TEXT ZUR PRÜFUNG:
------------

An der Tagesordnung ist das Mathieu-Glais-Bizoinsche Amendement zur Verfassungseinleitung.
Odilon Barrot verlangt einen Urlaub für seinen Bruder Ferdinand Barrot in Algierschen Kolonisations- und Familien-Angelegenheiten. Bewilligt.
Dufaure im Namen des Verfassungsausschusses. Derselbe habe sich diesen Morgen versammelt und den Beschluß gefaßt, alle Zusätze zurückzuweisen, die zur ersten Hälfte des § 8. der Einleitung rücksichtlich des positiven Arbeitsrechts gestellt worden sind und noch gestellt werden könnten. An ihrer Stelle habe den Ausschuß folgende Fassung entworfen:
„Die Republik soll der Bürger in seiner Person, Familie, Religion, Eigenthum und Arbeit beschützen und ihn in Stand setzen, sich den allen Menschen nöthigen Unterricht zu verschaffen. Sie soll durch brüderliche Unterstützung die Existenz hülfsbedürftiger Bürger sichern, sei es indem sie ihnen Arbeit giebt, nach Maaßgabe ihrer Quellen, sei es daß sie in Ermangelung von Familien denjenigen Hülfe gewährt, die arbeitsunfähig sind.“
Diese neue Redaktionsweise wird angenommen; die gefährliche erste Hälfte des § 8. somit erledigt.
Zur zweiten Hälfte sind mehrere Amendements gestellt, die jedoch Vivien bekämpft.
Rour Carbonnel und Puysegur stellen folgenden Nachtrag:
„Die Nat.-Versamml. erklärt daß dieser Grund-Pakt nicht früher in Kraft tritt, als nachdem er vom Volke genehmigt ist, das zu diesem Zweck in Ur-Versammlungen durch geheime Abstimmung mit Ja und Nein zu entscheiden hat.
Dieser Nachtrag, der ein Veto in sich birgt, ruft eine stürmische Diskussion hervor Ledru-Rollin unterstützt ihn, möchte ihn jedoch ans Ende der Verfassung stellen.
Chapot bekämpft diesen Einwand und findet den Antrag besser vorn am Platz.
Detours schlägt ein andere Fassung vor, die aber Martin (der Straßburger) im Namen des Verfassungsausschusses bekämpft.
Man ruft rechts: Schluß! Schluß!
Der Berg dringt auf Abstimmung durch Zettel. Dies geschieht und der Tod des Vetos, d. h. die Question préalable wird mit 543 gegen 180 Stimmen ausgesprochen.
Deslongrais legt das Ausschußgutachten über die neue Salzsteuergesetzgebung auf den Präsidialtisch (Die Einleitung ist angenommen).
Marrast: Jetzt gehen wir zur Berathung der eigentlichen Verfassung über. Er liest: Erstes Kapitel. Von der Souverainetät.

------------

DATENSATZ:
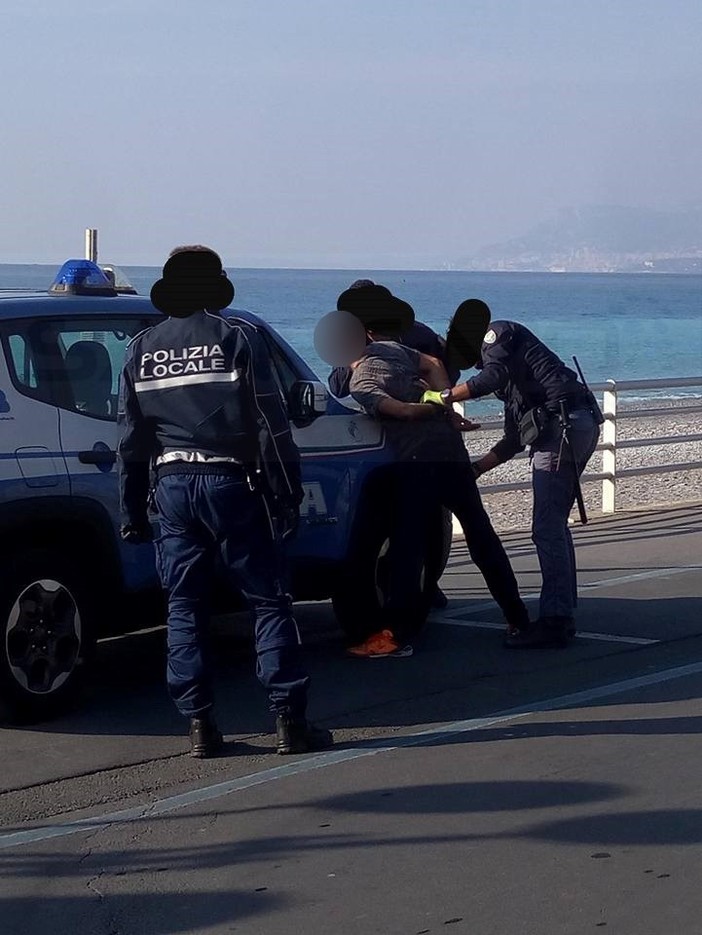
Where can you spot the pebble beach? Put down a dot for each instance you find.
(512, 509)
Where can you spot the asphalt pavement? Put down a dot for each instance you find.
(472, 789)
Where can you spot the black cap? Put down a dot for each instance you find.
(192, 280)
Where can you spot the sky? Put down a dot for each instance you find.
(337, 133)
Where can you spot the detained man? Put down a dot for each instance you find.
(432, 467)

------------

ZU LÖSENDE AUFGABEN:
• 1. Mit welchem Stimmenverhältnis wurde laut dem Bericht über die Verfassungsberatung die Question préalable ausgesprochen?
• 2. Führe den Bericht über die Verfassungsberatung im Anschluss an seinen letzten Satz weiter.
Die Auflistung ist eigenständiges Material und gehört nicht zum Bericht über die Verfassungsberatung.

NUMMERIERTE ANTWORTEN:
• 1. Mit 543 gegen 180 Stimmen.

• 2.
„Artikel I. Die Souverainetät sitzt in der Gesammtheit der französischen Bürger. Sie ist unveräußerlich und unbeschränkbar. Kein Individuum, kein Theil des Volks kann sich deren Ausübung aneignen“
Pierre Lerour erhält das Wort. Jeder Volksvertreter, beweist er zuerst, habe das Recht, einen schriftlichen Vortrag zu halten. Die neuliche Protestation gegen ihn zerfalle also in nichts. Bezüglich des Verfassungs § selbst habe er nur wenig zu sagen. Verfassungen dürften nicht nach einer methodischen Ordnung gemacht werde. Was heiße das, die Souverainetät sitze in der Gesammtheit aller Bürger? „Das sei Trug und Unsinn.“ Ebenso der Rest. Die Souverainetät übt ja doch nur die Gewalt, die man Staat nenne und die Presse. Er schlägt folgende Fassung vor.
„Die Souverainetät gehört keinem Fürsten oder Kaiser noch einer Kaste oder Klasse, sie ist in jedem Burger, in Jedermann. Die Presse ist ein Ausdruck (Lerine, der Souverainetät.“ (Lärm, ja Tumult folgt diesem Amendement.) Es wird verworfen.
Pierre Lefranc trägt dann darauf an, aus dem ersten Kapitel das zweite zu machen.
Vivien bekämpft diesen Antrag Lefranc's. Er wird verworfen.
Huor beantragt einen langschweifigen Zusatz. Wird verworfen.
Das Kapitel I. ist angenommen.
Kapitel II lautet: „Niemand darf arretirt oder gefangen gesetzt werden ausser nach den Vorschriften der Gesetze.
Isambert sieht keine genügende Gewähr für die persönliche Freiheit hierin. Dabour schlägt ein Anhängsel vor, Dusaure bekämpft es. Kapitel II. wird angenommen.
Artikel 3 und 4 werden ohne wesentliche Debatte angenommen.
Artikel 5 wird dagegen stark debattirt. Er handelt bekanntlich von der Todesstrafe und lautet;
„Die Todesstrafe ist in politischen Dingen abgeschafft.“
Coquerel, Pfarrer, trägt auf Streichung der Worte „in politischen Dingen“ an. Er will die Abschaffung im Allgemeinen.
Lagrange, Victor Hugo, Tracy und Laboulie unterstützen die Absicht dieses philantroischen Seelsorgers.
Ayles bekämpft sie. Unser Gefängniß- (Zellen-) Wesen sei noch nicht vollständig genug. Er will das Beil nur für politische und Liebesverbrechen abgeschafft wissen. Sein Vortrag erregt Mißfallen.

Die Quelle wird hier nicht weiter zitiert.